EXERCISE DATA:
= Beginning of Section =
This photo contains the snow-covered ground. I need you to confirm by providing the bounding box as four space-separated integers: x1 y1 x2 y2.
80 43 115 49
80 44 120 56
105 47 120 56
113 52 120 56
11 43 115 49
= End of Section =
THE TASK:
I'd like every record written out exactly as given.

WRITTEN ANSWER:
This photo contains the snow-covered ground. I need you to confirm by providing the bounding box as four space-separated integers: x1 y1 x2 y2.
80 43 115 49
80 44 120 56
105 47 120 56
113 52 120 56
11 43 115 49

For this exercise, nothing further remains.